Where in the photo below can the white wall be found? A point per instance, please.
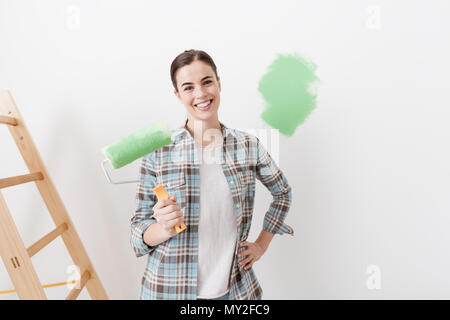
(369, 168)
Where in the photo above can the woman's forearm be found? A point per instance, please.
(264, 239)
(155, 234)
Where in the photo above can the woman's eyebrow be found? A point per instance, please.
(200, 80)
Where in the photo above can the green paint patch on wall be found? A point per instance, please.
(288, 89)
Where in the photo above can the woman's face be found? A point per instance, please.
(198, 85)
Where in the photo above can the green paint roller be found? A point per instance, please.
(137, 145)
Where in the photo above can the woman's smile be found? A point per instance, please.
(205, 106)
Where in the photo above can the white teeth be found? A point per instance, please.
(203, 105)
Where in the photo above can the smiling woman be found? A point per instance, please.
(197, 86)
(211, 259)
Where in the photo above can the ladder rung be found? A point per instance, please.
(12, 181)
(73, 294)
(8, 120)
(45, 240)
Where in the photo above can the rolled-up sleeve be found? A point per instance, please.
(276, 182)
(145, 200)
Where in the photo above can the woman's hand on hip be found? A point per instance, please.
(252, 254)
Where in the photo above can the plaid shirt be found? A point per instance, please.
(171, 271)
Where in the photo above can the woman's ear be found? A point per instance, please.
(177, 94)
(218, 81)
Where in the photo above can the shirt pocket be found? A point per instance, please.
(175, 185)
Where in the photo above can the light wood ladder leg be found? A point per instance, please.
(10, 115)
(16, 259)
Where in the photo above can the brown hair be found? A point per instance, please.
(187, 57)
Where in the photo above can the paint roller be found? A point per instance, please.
(137, 145)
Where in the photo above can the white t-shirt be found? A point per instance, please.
(217, 231)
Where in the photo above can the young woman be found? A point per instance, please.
(209, 171)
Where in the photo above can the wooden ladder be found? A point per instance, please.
(16, 257)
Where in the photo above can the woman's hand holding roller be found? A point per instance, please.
(168, 214)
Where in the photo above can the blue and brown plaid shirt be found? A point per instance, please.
(171, 271)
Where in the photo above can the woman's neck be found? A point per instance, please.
(205, 132)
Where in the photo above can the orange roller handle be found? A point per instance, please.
(162, 194)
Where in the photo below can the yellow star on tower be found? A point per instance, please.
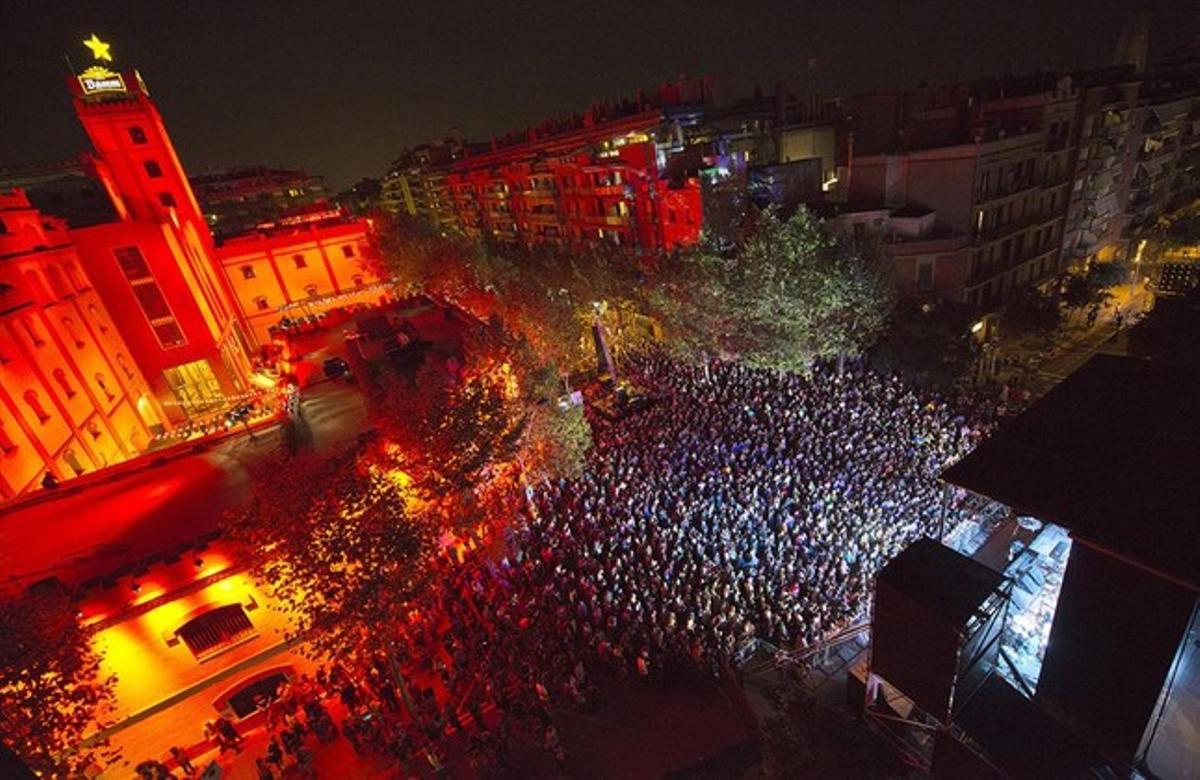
(99, 48)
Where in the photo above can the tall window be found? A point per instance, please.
(35, 405)
(7, 447)
(94, 312)
(73, 276)
(58, 283)
(125, 366)
(72, 333)
(215, 629)
(103, 387)
(31, 331)
(149, 294)
(61, 378)
(925, 275)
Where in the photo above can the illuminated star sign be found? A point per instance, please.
(99, 48)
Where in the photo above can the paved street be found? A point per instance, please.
(141, 511)
(633, 730)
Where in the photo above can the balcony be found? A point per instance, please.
(606, 220)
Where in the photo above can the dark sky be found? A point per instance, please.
(340, 88)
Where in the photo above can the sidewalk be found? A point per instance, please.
(1041, 363)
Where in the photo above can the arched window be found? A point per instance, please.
(61, 378)
(31, 331)
(75, 277)
(94, 312)
(72, 333)
(7, 447)
(103, 387)
(35, 406)
(73, 462)
(35, 286)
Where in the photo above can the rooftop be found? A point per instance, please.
(941, 579)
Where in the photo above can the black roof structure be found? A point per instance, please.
(1111, 454)
(1023, 741)
(943, 581)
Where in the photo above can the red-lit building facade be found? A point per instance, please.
(72, 397)
(118, 328)
(299, 265)
(616, 175)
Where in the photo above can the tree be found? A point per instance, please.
(928, 341)
(336, 545)
(556, 442)
(1168, 333)
(457, 435)
(1031, 312)
(420, 261)
(52, 690)
(787, 295)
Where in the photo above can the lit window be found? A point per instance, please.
(35, 406)
(69, 325)
(125, 366)
(6, 444)
(61, 378)
(34, 336)
(169, 335)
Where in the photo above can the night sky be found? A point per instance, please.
(340, 88)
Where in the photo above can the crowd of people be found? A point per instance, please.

▸ What you are asked to do: Return the entries above in full and unchanged, omitting every image.

▸ Final answer:
Where in the photo below can the white wall be found? A point per instance, please.
(369, 168)
Where in the photo above can the woman's forearm be found? A point per instance, please.
(264, 239)
(155, 234)
Where in the photo above can the woman's eyebrow be found? A point per instance, please.
(200, 80)
Where in the photo above can the green paint patch on wall be found? A point per instance, please.
(288, 89)
Where in the photo above can the woman's face be found? A point per instance, please.
(198, 85)
Where in the photo above can the green paint roller be found? A point per instance, please.
(137, 145)
Where in the photo above can the woman's smile be found? A point per instance, please.
(205, 106)
Where in the photo above can the white teeth be found? A point per instance, please.
(203, 105)
Where in the photo above can the smiling woman be found? A point per instance, please.
(197, 86)
(211, 259)
Where in the photo above can the ladder rung be found? A point per instance, please.
(12, 181)
(73, 294)
(8, 120)
(45, 240)
Where in the photo above can the rolled-up sleeve be found? A point per instance, please.
(276, 182)
(145, 200)
Where in the photo above can the woman's hand on hip be found? A point per instance, please.
(252, 254)
Where in the photo above can the plaid shirt be found? A point per instance, please.
(171, 271)
Where in the photo above can the woman's ear be found? A point per instance, please.
(177, 94)
(218, 81)
Where in the photo above can the shirt pocket be found? A point per instance, please.
(175, 185)
Where in the photo above can the light wood ladder leg be found? A point per instance, please.
(10, 115)
(16, 259)
Where in the photo above can the brown hair be found? A point per instance, please.
(187, 57)
Where in the photo above can the paint roller be found? A point per instance, please.
(137, 145)
Where in the photo above can the white t-shirt be found? A point per instance, please.
(217, 231)
Where in the photo above can the young woman be found? A point per instance, please.
(209, 171)
Where in the photo above can the wooden ladder be found? A point per instance, please.
(16, 257)
Where in the photo above can the woman's hand holding roller be found? A point per instance, please.
(168, 214)
Where in the photo above can the blue and brown plaid shirt be found? A point per instance, please.
(171, 271)
Where in the photo above can the woman's neck be found? A point per instance, please.
(205, 132)
Where in the photo above can the orange roller handle be found? A point per instance, please.
(162, 194)
Where in the photo below can the yellow star on tower be found? A point per instance, please.
(99, 48)
Where in the photo above can the tall window be found? A point per instance, please.
(35, 405)
(7, 447)
(94, 312)
(73, 276)
(58, 283)
(125, 366)
(72, 333)
(215, 629)
(103, 387)
(31, 331)
(149, 294)
(61, 378)
(925, 275)
Where in the photo above can the illuminated star sign be found? A point per instance, please.
(99, 48)
Where in the photo above can the paved street be found? A point per instance, please.
(141, 511)
(633, 730)
Where in the photo above can the balcony be found? A point per instance, please.
(606, 220)
Where in the photo above can the dark sky be found? A point per instance, please.
(340, 88)
Where in the photo above can the sidewalk be found? A point per instance, please.
(1041, 363)
Where in the photo above can the arched window be found? A point per instance, please.
(61, 378)
(31, 331)
(75, 277)
(94, 312)
(72, 333)
(7, 447)
(103, 387)
(35, 406)
(73, 462)
(35, 286)
Where in the photo above can the rooftop be found? A point per instance, please.
(941, 579)
Where in the photo above can the black roof structure be found? A point per instance, please.
(1111, 454)
(1023, 741)
(943, 581)
Where in the photo above can the red-lit building facade be found? A point per instance, please.
(72, 397)
(118, 328)
(299, 265)
(616, 175)
Where in the photo above can the tree be found? A point per instance, please.
(928, 341)
(336, 545)
(556, 442)
(1168, 333)
(457, 435)
(1031, 312)
(420, 261)
(52, 690)
(787, 295)
Where in the photo above can the lit window be found? A point per instance, please.
(35, 406)
(69, 325)
(125, 366)
(6, 444)
(61, 378)
(34, 336)
(169, 335)
Where in the photo above can the night sky be found? A point per instance, please.
(340, 88)
Where in the photo above can the crowd of people be found? A point per instance, please.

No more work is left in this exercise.